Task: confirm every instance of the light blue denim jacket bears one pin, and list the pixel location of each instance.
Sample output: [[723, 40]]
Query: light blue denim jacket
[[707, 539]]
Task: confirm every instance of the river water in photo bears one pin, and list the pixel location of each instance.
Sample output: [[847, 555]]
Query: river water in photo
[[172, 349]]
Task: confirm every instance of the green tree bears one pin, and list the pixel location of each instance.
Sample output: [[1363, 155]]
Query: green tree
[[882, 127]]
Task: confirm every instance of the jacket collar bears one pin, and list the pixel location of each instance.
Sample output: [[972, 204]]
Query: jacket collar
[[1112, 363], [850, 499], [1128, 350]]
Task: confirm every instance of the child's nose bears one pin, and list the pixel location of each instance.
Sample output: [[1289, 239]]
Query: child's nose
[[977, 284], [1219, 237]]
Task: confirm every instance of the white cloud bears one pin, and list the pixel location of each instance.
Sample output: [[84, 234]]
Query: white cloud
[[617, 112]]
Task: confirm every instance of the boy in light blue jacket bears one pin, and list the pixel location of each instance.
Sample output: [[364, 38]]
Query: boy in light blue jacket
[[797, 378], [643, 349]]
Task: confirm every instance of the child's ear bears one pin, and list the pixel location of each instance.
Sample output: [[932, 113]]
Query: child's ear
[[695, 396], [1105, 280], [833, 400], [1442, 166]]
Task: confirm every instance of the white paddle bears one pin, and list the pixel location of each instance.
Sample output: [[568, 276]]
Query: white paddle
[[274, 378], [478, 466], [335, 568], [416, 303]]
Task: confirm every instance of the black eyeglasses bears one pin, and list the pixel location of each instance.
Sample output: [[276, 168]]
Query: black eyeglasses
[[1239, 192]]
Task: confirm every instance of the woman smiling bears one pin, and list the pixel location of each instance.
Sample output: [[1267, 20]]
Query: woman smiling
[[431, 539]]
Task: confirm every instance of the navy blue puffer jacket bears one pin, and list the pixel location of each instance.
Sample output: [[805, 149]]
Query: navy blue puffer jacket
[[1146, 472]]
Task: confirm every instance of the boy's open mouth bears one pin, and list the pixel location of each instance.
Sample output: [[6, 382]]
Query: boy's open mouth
· · · ·
- **PROBLEM TO SOLVE**
The output should be exactly the lines above from the line containing "Query: river water in photo" to the line containing "Task: confirm every instance of the child's nose", inclusive, with no other lines.

- **ANSWER TO THIS EXERCISE**
Query: river water in photo
[[172, 349]]
Task: confirm every instance of the green tree bears one pin, and list the pixel location of each instance.
Sample output: [[1363, 155]]
Query: green tree
[[882, 127]]
Task: confirm every instance of the jacket collar bears one pin, and list the pixel location of each instance.
Sample output: [[972, 204]]
Query: jacket collar
[[1112, 363], [850, 499], [1128, 350]]
Task: confirm every instance of the child's nose bears one pin, and list the pixel location of each instance.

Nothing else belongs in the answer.